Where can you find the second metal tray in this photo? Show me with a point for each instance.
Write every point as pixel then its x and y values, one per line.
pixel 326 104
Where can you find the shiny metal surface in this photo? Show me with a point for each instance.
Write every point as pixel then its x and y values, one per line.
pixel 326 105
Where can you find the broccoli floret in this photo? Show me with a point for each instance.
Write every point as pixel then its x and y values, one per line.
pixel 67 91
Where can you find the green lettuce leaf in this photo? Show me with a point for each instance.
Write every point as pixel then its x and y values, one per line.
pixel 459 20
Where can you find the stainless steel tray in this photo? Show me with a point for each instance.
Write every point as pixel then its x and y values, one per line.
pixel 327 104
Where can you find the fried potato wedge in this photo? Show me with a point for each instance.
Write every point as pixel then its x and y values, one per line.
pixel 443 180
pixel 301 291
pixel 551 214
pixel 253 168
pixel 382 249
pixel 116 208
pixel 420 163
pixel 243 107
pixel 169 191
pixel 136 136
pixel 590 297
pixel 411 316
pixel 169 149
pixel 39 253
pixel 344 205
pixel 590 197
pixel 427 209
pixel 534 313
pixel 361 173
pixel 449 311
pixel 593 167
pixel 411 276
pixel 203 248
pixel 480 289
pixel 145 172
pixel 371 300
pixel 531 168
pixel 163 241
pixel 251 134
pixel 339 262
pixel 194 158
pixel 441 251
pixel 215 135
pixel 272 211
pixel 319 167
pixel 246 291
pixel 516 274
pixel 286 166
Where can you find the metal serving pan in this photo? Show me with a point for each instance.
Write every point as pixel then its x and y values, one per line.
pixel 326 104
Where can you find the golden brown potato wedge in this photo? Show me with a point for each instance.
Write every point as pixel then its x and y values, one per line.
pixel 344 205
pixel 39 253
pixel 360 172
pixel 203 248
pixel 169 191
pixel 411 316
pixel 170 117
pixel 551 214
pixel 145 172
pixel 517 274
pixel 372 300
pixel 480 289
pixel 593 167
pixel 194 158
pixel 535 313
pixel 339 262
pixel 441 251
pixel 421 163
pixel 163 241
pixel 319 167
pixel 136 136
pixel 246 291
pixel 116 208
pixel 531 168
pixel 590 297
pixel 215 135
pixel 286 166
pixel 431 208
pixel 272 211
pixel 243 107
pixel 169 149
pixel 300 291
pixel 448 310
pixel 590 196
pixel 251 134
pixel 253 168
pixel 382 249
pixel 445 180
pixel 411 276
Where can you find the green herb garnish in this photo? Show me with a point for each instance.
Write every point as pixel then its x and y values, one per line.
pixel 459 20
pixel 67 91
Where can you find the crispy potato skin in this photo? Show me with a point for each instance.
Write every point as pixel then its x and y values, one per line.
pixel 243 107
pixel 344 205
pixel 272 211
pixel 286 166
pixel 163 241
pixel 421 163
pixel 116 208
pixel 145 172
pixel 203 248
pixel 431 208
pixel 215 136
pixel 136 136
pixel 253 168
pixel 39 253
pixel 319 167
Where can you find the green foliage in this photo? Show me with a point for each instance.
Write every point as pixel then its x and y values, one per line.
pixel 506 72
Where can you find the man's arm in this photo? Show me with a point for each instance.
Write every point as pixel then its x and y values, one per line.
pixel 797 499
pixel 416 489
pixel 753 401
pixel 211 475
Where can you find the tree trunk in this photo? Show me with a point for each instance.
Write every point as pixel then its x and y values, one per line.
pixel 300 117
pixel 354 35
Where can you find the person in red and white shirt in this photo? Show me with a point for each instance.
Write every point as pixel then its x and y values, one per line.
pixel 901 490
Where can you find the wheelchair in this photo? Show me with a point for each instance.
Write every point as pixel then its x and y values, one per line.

● **Aim of the task**
Present every line above as a numbered list, omitting any blank lines.

● **Solution for this task**
1. Where can you find the second metal tray in this photo? Show me with a point for each instance.
2. Write every point as pixel then its x and y values, one per line.
3. pixel 326 104
4. Where can you find the shiny metal surface in this photo? Show me with a point for each instance.
5. Write every point as pixel then its x and y values, one per line.
6. pixel 326 105
7. Where can you find the broccoli floret in this photo? Show me with a point for each instance.
8. Write every point as pixel then its x and y values, one per line.
9. pixel 67 91
10. Where can you find the green lettuce leaf in this photo? Show me with a point for each instance.
11. Write every point as pixel then its x and y values, one per line.
12. pixel 459 20
13. Where can you find the stainless steel tray in this photo? Show me with a point for each instance.
14. Write every point as pixel then its x and y values, one per line.
15. pixel 327 104
16. Where can you find the fried potato wedge in this photo? Show me with a point for each instance.
17. Write every point as pixel then its x and y values, one per line.
18. pixel 443 180
19. pixel 301 291
20. pixel 551 214
21. pixel 253 168
22. pixel 382 249
23. pixel 116 208
24. pixel 420 163
25. pixel 243 107
26. pixel 169 191
27. pixel 136 136
28. pixel 590 297
29. pixel 411 316
30. pixel 169 149
31. pixel 39 253
32. pixel 344 205
33. pixel 590 197
34. pixel 427 209
35. pixel 534 313
36. pixel 361 173
37. pixel 449 311
38. pixel 593 167
39. pixel 411 276
40. pixel 203 248
41. pixel 480 289
42. pixel 145 172
43. pixel 371 300
44. pixel 531 168
45. pixel 163 241
46. pixel 251 134
47. pixel 339 262
48. pixel 194 158
49. pixel 441 251
50. pixel 215 135
51. pixel 272 211
52. pixel 319 167
53. pixel 246 291
54. pixel 516 274
55. pixel 286 166
56. Where can you find the metal serving pan in this photo? Show me with a point for each instance.
57. Write every point as pixel then its x and y values, one per line.
58. pixel 326 104
59. Where can you find the golden brown potato wedge in this photo? Show me with a point for each instance.
60. Write every point as pixel then its x and y values, one per line.
61. pixel 344 205
62. pixel 39 253
63. pixel 360 172
64. pixel 203 248
65. pixel 169 191
66. pixel 411 316
67. pixel 170 117
68. pixel 551 214
69. pixel 145 172
70. pixel 517 274
71. pixel 372 300
72. pixel 480 289
73. pixel 593 167
74. pixel 194 158
75. pixel 535 313
76. pixel 339 262
77. pixel 441 251
78. pixel 421 163
79. pixel 163 241
80. pixel 319 167
81. pixel 136 136
82. pixel 246 291
83. pixel 116 208
84. pixel 531 168
85. pixel 590 297
86. pixel 215 135
87. pixel 286 166
88. pixel 431 208
89. pixel 272 211
90. pixel 243 107
91. pixel 169 149
92. pixel 300 291
93. pixel 448 310
94. pixel 590 196
95. pixel 251 134
96. pixel 253 168
97. pixel 382 249
98. pixel 445 180
99. pixel 411 276
100. Where can you find the green herb garnish in this photo? Show me with a point for each instance.
101. Write every point as pixel then its x and y values, one per line.
102. pixel 459 20
103. pixel 67 91
104. Where can you find the crispy potato skin in this photo? Show me with a point for each instance.
105. Write every point as pixel then its x and y values, one per line.
106. pixel 243 107
107. pixel 344 205
108. pixel 272 211
109. pixel 286 166
110. pixel 163 241
111. pixel 421 163
112. pixel 116 208
113. pixel 145 172
114. pixel 203 248
115. pixel 431 208
116. pixel 215 136
117. pixel 136 136
118. pixel 253 168
119. pixel 39 253
120. pixel 319 167
121. Where can you find the green foliage in this photo? Show me with a point for each instance.
122. Write every point as pixel then its x and y values, one per line.
123. pixel 506 72
124. Where can you find the man's arm in this photo? Show me with a point for each instance.
125. Write every point as pixel then its x and y values, one per line.
126. pixel 797 499
127. pixel 416 489
128. pixel 753 401
129. pixel 211 475
130. Where can you find the tree trunk in this photo? Show me with a point for each instance.
131. Write every point as pixel then its x and y values, one per line.
132. pixel 300 117
133. pixel 354 35
134. Where can you find the person in red and white shirt in this photo? Show me with a point for each instance.
135. Write every point as pixel then its x and y values, one per line.
136. pixel 901 490
137. Where can you find the wheelchair in this photo? Show me with a point for each instance.
138. Write every point as pixel then its x and y values, one per line.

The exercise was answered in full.